_Tarea 1_. Copia del texto sobre Herman Buhl el fragmento que empieza con las palabras "La madrugada del" y termina con "alguno haya afrontado.", y cambia "tirolés" por "austriaco".
_Tarea 2_.
Responde según el texto sobre Herman Buhl:
(a) ¿A qué altura aproximada está el campamento superior?
(b) ¿A qué hora da Buhl los primeros pasos hacia la cima el 3 de julio?
(c) ¿Qué lleva encima en los últimos metros?
_Tarea 3_. Enumera todas las cifras expresadas en metros que aparecen en el texto sobre Herman Buhl.

_Fragmento del documento_.
——

Porque a Herman Buhl le ordenaron darse la vuelta. «¡Todo el mundo abajo!», les apremiaron desde el campamento base el último día de junio antes los vaivenes del barómetros, que anunciaba un inminente cambio de tiempo. Pero cuatro escaladores y otros tantos porteadores desoyen las órdenes y continúan subiendo al campamento IV.
Ya en el campamento superior, a unos 6.900 metros de altura, Buhl se queda solo con uno de sus compañeros. Todavía les separan de la cima 1.200 metros de desnivel y unos seis kilómetros de duro esfuerzo, un desafío sin precedentes en los ochomiles en aquel momento. «¡Tenemos que intentarlo!».
La madrugada del 3 de julio, el alpinista tirolés ya está en pie a la una. Tras intentar sin éxito arrastrar a su compañero, a las dos y media de la madrugada Buhl da los primeros pasos de una gesta que quedaría enmarcada en los anales del alpinismo. Por encima de él, la nada; por debajo, la comunicación con el campo base cortada y los campamentos intermedios, vacíos. Es el desafío de un hombre frente a la montaña, el pulso de la tenacidad ante el vaticinio más funesto que alpinista alguno haya afrontado.
Antes de alcanzar los 7.800 metros, por debajo de la antecima, abandona la mochila para aligerar el peso, pero se olvida dentro su jersey grueso. «Ya no me quedan energías para retroceder esos pasos». Otto, su compañero, que ha seguido su huella durante unas horas, ha desistido ya. Los síntomas de agotamiento empiezan a hacer mella en su exhausto cuerpo, pero persiste en su empeño porque «tengo el hábito de no cejar ante el objetivo».
"Lo único que quiero es volver"
Sobreponiéndose a un «cansancio monstruoso», dando boqueadas en busca de oxígeno, en los últimos metros solo lleva encima el piolet, los banderines de cima y su cámara de fotos. «Como en una especie de autohipnosis, me muevo hacia adelante». Alcanza la cima casi anocheciendo, a las siete de la tarde, tras 17 horas de esfuerzo en solitario. «Cada paso fue un combate, un indescriptible esfuerzo de voluntad», reconocería después.

——

_Datos del ejercicio_.
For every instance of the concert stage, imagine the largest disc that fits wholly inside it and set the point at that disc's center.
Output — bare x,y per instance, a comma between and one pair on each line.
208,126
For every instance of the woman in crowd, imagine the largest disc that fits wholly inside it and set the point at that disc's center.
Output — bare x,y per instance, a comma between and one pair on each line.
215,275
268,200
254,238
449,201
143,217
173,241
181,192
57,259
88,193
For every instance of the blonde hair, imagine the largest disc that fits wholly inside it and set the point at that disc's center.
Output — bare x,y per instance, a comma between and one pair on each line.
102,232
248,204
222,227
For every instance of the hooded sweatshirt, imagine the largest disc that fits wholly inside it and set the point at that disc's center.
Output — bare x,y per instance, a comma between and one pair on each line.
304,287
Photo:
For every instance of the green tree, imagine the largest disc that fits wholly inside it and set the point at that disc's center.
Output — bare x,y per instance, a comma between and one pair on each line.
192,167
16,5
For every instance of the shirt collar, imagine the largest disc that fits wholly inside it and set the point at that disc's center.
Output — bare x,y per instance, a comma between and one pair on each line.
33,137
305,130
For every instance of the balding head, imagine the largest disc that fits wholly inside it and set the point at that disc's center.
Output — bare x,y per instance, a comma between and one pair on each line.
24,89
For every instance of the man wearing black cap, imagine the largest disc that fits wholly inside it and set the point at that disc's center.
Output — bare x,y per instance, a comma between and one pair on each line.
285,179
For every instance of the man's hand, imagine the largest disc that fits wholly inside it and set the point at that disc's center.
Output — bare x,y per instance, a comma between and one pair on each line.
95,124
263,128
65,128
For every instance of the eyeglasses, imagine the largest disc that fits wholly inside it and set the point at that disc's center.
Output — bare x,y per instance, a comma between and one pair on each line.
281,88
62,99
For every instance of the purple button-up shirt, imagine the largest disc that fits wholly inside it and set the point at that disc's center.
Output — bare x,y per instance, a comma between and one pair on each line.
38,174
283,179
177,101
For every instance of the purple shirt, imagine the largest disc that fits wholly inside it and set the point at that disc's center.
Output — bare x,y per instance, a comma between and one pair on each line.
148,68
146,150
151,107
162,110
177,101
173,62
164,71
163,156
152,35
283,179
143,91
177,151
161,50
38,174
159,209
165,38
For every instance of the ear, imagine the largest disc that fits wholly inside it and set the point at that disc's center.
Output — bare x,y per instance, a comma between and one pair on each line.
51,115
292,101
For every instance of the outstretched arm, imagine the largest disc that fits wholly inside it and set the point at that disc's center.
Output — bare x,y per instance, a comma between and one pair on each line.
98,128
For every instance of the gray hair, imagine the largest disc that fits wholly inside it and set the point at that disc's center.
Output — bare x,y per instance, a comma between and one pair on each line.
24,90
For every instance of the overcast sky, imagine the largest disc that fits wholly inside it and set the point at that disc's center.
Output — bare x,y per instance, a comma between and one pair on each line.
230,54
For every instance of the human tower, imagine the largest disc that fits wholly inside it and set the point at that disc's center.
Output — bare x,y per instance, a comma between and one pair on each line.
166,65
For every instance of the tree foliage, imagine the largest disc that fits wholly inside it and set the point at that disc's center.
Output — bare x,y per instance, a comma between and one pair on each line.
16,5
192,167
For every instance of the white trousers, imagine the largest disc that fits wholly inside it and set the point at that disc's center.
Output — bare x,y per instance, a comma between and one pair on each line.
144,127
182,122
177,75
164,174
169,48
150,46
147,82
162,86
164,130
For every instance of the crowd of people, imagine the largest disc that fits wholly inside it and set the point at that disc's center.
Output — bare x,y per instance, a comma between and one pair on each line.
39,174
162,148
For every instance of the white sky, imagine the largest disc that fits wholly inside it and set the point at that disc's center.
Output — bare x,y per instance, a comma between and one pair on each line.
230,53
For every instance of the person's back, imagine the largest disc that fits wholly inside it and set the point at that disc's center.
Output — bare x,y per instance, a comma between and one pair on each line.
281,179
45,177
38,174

——

_Solución 1_.
La madrugada del 3 de julio, el alpinista austriaco ya está en pie a la una. Tras intentar sin éxito arrastrar a su compañero, a las dos y media de la madrugada Buhl da los primeros pasos de una gesta que quedaría enmarcada en los anales del alpinismo. Por encima de él, la nada; por debajo, la comunicación con el campo base cortada y los campamentos intermedios, vacíos. Es el desafío de un hombre frente a la montaña, el pulso de la tenacidad ante el vaticinio más funesto que alpinista alguno haya afrontado.

_Solución 2_.
(a) A unos 6.900 metros.
(b) A las dos y media de la madrugada.
(c) El piolet, los banderines de cima y su cámara de fotos.

_Solución 3_.
6.900 metros
1.200 metros
7.800 metros